[Dataset entries]

━━━━━━━━━━━━━━━━━━━━━━━━━━━━━━

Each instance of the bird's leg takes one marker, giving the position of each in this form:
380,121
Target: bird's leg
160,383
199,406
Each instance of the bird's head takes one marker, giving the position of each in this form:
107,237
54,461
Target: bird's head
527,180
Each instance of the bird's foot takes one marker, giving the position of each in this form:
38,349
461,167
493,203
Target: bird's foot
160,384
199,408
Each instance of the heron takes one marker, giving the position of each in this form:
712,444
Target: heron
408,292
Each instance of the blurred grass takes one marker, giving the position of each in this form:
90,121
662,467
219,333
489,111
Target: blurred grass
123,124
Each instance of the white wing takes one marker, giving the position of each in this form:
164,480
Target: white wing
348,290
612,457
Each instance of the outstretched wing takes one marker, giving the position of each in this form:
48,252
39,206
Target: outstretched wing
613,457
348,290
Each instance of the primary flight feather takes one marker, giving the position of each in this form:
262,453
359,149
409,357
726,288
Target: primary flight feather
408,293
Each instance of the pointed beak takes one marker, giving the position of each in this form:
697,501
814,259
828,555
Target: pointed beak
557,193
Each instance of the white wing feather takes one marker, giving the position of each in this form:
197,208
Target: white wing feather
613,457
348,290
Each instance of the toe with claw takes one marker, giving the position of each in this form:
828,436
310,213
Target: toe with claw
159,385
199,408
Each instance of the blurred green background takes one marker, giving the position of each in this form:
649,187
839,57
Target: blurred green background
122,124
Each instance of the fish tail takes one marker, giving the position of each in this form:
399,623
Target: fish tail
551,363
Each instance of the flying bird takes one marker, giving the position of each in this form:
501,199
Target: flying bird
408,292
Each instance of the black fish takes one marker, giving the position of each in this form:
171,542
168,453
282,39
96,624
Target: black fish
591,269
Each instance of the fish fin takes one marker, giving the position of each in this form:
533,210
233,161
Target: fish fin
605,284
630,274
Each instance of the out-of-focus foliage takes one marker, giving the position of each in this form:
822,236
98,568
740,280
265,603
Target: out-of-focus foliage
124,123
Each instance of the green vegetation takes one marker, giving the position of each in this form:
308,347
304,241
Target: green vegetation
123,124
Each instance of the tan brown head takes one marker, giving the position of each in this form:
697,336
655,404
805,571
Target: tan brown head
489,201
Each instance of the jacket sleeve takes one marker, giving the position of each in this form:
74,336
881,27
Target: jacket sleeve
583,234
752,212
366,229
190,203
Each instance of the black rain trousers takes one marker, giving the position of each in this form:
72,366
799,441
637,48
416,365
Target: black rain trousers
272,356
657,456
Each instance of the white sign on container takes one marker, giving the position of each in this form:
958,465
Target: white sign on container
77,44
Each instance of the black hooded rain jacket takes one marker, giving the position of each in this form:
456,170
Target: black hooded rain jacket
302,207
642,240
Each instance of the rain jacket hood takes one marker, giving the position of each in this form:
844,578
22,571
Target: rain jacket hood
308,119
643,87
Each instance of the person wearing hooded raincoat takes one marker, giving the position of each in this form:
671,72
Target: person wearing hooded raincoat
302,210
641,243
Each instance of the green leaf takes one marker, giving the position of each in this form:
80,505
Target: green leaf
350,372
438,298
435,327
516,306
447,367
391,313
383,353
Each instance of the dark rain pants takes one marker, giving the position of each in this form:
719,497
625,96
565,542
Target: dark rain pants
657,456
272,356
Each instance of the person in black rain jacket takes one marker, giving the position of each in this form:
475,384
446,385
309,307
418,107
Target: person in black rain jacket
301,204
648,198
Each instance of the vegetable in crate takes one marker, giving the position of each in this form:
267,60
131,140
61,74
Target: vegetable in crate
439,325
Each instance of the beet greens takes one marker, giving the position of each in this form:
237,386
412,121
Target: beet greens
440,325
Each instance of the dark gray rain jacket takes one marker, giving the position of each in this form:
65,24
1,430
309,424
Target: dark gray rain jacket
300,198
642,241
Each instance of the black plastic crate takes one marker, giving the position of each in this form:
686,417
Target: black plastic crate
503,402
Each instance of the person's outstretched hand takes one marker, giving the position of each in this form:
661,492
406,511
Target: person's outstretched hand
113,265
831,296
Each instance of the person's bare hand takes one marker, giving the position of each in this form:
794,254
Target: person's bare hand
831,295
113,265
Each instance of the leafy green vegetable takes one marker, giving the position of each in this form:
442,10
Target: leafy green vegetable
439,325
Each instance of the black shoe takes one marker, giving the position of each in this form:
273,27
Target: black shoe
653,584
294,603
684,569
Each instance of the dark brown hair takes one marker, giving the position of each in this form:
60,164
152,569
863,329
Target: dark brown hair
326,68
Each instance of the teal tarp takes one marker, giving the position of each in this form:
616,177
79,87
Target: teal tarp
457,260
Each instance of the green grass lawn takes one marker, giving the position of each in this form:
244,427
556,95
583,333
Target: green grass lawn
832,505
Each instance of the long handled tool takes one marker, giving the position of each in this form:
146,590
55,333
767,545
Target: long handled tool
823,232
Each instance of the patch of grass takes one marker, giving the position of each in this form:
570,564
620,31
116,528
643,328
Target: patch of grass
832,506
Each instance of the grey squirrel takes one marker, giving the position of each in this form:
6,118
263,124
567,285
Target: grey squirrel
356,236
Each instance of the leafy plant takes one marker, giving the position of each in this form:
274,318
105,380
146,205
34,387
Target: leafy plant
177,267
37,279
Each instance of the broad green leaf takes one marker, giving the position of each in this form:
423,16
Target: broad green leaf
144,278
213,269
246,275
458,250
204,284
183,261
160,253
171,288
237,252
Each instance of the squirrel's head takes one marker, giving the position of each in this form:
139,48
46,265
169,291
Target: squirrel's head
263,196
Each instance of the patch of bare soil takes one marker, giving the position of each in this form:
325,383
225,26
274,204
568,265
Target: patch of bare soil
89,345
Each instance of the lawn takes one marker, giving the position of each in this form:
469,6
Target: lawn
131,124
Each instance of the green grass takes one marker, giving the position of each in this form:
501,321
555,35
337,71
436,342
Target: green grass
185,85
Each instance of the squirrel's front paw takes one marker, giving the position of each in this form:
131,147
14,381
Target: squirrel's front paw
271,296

━━━━━━━━━━━━━━━━━━━━━━━━━━━━━━

> **Activity**:
Each entry must be printed again exactly as given.

> **Written solution**:
Each instance of the bird's leg takes one marker, giving the position of each in this form:
380,121
Target: bird's leg
160,383
199,406
Each instance of the bird's head takes one marker, giving the position of each in this form:
107,237
54,461
Target: bird's head
527,180
Each instance of the bird's foot takes one marker, giving the position of each in this form:
38,349
461,167
493,203
Target: bird's foot
160,384
199,408
Each instance of the heron takes one marker, giving the position of each in this form:
712,444
Target: heron
408,292
Each instance of the blurred grass takes one marker, giving the position of each in this form:
90,121
662,467
219,333
489,111
Target: blurred grass
123,124
Each instance of the white wing takes one marker, giving the position of each in this form:
164,480
Target: white wing
348,290
612,457
Each instance of the outstretched wing takes one marker, giving the position of each in this form:
48,252
39,206
Target: outstretched wing
613,457
348,290
Each instance of the primary flight feather takes one marker, giving the position of each in this form:
262,453
359,149
409,357
726,288
Target: primary flight feather
408,293
Each instance of the pointed beak takes one marker, giving the position of each in this form:
697,501
814,259
828,555
Target: pointed beak
557,193
Each instance of the white wing feather takes one marker, giving the position of each in this form:
197,208
Target: white wing feather
613,457
348,290
Each instance of the toe with claw takes one marker, giving the position of each in this form:
828,436
310,213
Target: toe with claw
159,385
199,408
Each instance of the blurred green background takes one marker, giving the position of each in this form:
649,187
839,57
Target: blurred green background
122,124
Each instance of the fish tail takes one marker, giving the position of each in this form:
399,623
Target: fish tail
551,363
Each instance of the flying bird takes one marker, giving the position of each in this form:
501,199
Target: flying bird
408,292
Each instance of the black fish takes one marker, giving the position of each in this form:
171,542
168,453
282,39
96,624
Target: black fish
591,269
Each instance of the fish fin takes one marker, giving the position of each in this form:
533,210
233,161
Target: fish fin
605,284
630,274
Each instance of the out-of-focus foliage takes one marker, giving the position of each in this form:
822,236
98,568
740,280
265,603
Target: out-of-focus foliage
124,123
Each instance of the green vegetation takes one marker, giving the position of each in this form:
308,347
304,241
Target: green vegetation
123,124
Each instance of the tan brown head takes one marker, giving the position of each in this form:
697,336
655,404
805,571
Target: tan brown head
489,201
Each instance of the jacket sleeve takes one marker, giving the position of each in this form:
74,336
881,27
Target: jacket sleeve
583,234
752,212
366,229
190,203
Each instance of the black rain trousers takes one marker, giving the position of each in this form:
72,366
799,441
637,48
416,365
Target: black rain trousers
272,356
657,456
Each instance of the white sign on container takes one marker, giving the position of each in this form:
958,465
Target: white sign on container
77,44
Each instance of the black hooded rain jacket takes one marker, giving the position of each in this form:
456,170
Target: black hooded rain jacket
302,207
642,240
Each instance of the rain jacket hood takes one marker, giving the position of each in this form:
844,578
22,571
Target: rain jacket hood
308,119
643,87
Each instance of the person wearing hooded raincoat takes one marker, giving the position of each in this form:
671,72
Target: person wearing hooded raincoat
302,210
641,243
Each instance of the green leaf takes one marker, giving the position of each in this form:
80,505
Target: green leaf
350,372
438,298
435,327
516,306
447,367
391,313
383,353
Each instance of the dark rain pants takes one marker, giving the position of each in this form:
719,497
625,96
565,542
Target: dark rain pants
657,456
272,356
Each instance of the person in black rain jacket takes one marker, giving the position of each in this form:
475,384
446,385
309,307
418,107
Target: person in black rain jacket
301,204
648,198
Each instance of the vegetable in crate takes one marker, giving the position of each in this form:
267,60
131,140
61,74
Target: vegetable in crate
439,325
Each instance of the beet greens takes one marker, giving the position of each in this form:
237,386
412,121
Target: beet greens
440,325
Each instance of the dark gray rain jacket takes one marker, giving the position of each in this form:
65,24
1,430
309,424
Target: dark gray rain jacket
300,198
642,241
Each instance of the black plastic crate takes one marker, giving the position of each in this form:
686,417
Target: black plastic crate
503,402
Each instance of the person's outstretched hand takes one marker, giving the position of each in this form:
661,492
406,511
Target: person's outstretched hand
113,265
831,296
Each instance of the person's bare hand takes one marker, giving the position of each in this form:
794,254
Target: person's bare hand
831,295
113,265
Each instance of the leafy green vegetable takes one marker, giving the position of each in this form:
442,10
Target: leafy green vegetable
439,325
Each instance of the black shoe takes one marker, giving the position of each in this form:
273,27
Target: black shoe
653,584
294,603
684,569
Each instance of the dark brown hair takes one marker, giving the position of each in this form:
60,164
152,569
863,329
Target: dark brown hair
326,68
Each instance of the teal tarp takes one marker, giving the position of each in this form:
616,177
79,87
Target: teal tarp
457,260
Each instance of the green grass lawn takes one marker, giving the position of each in this form:
244,427
556,95
583,333
Target: green grass lawn
832,505
Each instance of the long handled tool takes one marker, giving the position of each in this form:
146,590
55,333
767,545
Target: long handled tool
823,232
Each instance of the patch of grass takes one marker, giving the position of each in this form:
570,564
620,31
116,528
643,328
Target: patch of grass
832,506
Each instance of the grey squirrel takes one marker, giving the position of each in this form:
6,118
263,124
567,285
Target: grey squirrel
356,236
Each instance of the leafy plant takes one marker, giving the position of each in this form:
274,318
105,380
146,205
34,387
Target: leafy plant
177,267
37,279
Each instance of the broad green leaf takes one marker, giving the position of each in this form:
423,16
Target: broad green leaf
144,278
213,269
246,275
458,250
204,284
183,261
160,253
171,288
237,252
Each instance of the squirrel's head takes one marker, giving the position of each in this form:
139,48
46,265
169,291
Target: squirrel's head
263,196
Each instance of the patch of bare soil takes one marker, giving the position of each in this form:
325,383
225,26
274,204
568,265
Target: patch of bare soil
89,345
Each instance of the lawn takes one marker, giving the position of each in this form:
469,6
Target: lawn
131,124
Each instance of the green grass takes one marker, giving the position of each in this form:
501,321
555,35
337,71
436,342
Target: green grass
185,85
Each instance of the squirrel's front paw takes one marker, giving the position of each in this form:
131,147
14,381
Target: squirrel's front paw
271,296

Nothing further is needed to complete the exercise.